PROBLEM REQUIREMENTS - Copy out, character for character, the lines of the entries below from the one containing "sunglasses on face." through the final line of the entries, including both ends.

RECORDS SHOWN -
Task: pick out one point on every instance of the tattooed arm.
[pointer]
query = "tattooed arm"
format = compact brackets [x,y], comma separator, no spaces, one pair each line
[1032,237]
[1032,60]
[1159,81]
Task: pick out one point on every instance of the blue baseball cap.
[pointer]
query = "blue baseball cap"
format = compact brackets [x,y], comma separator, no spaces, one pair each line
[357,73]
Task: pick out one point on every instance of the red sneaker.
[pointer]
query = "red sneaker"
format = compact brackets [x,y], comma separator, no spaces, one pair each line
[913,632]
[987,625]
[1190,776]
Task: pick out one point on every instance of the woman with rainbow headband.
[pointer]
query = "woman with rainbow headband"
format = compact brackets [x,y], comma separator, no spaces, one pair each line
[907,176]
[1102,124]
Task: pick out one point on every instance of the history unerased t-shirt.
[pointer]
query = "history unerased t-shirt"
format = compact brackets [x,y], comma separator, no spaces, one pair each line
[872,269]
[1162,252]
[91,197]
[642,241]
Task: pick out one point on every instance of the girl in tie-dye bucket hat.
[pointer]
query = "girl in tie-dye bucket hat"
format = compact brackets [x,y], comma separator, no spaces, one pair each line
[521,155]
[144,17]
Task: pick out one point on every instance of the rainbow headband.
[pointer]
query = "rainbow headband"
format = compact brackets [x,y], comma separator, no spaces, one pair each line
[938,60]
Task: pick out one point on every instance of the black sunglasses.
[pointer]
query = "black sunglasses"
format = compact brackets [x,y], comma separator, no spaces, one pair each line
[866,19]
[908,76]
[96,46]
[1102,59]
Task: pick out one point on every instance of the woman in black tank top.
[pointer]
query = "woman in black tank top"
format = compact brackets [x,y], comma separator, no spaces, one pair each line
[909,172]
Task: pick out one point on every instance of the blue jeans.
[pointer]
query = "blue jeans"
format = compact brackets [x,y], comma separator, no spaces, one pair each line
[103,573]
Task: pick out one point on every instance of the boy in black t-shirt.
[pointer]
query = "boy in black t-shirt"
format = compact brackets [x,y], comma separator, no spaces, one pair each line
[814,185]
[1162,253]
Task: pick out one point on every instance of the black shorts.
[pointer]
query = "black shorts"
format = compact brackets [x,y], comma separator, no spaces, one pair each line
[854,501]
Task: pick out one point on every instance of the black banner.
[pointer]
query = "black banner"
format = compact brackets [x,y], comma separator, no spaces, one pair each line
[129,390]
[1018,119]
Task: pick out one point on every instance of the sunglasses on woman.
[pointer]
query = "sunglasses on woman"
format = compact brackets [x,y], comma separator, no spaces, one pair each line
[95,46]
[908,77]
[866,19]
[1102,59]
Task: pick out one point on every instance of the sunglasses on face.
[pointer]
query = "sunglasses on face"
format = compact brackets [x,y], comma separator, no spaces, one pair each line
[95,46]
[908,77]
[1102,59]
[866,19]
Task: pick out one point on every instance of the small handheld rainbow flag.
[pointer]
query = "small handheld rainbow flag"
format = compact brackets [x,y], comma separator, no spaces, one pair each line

EXERCISE OUTPUT -
Task: pick out one point on every instance of the sunglasses on face.
[pointer]
query = "sunglasses on face"
format = compact brackets [x,y], comma separator, no spaces, one pair each line
[95,46]
[908,77]
[1102,59]
[866,19]
Task: pick out one point on every instance of the small handheld rainbow flag.
[pointer]
query = "small handheld rainbow flag"
format = compact brackets [x,y], comma separator, no spaces, one pair each line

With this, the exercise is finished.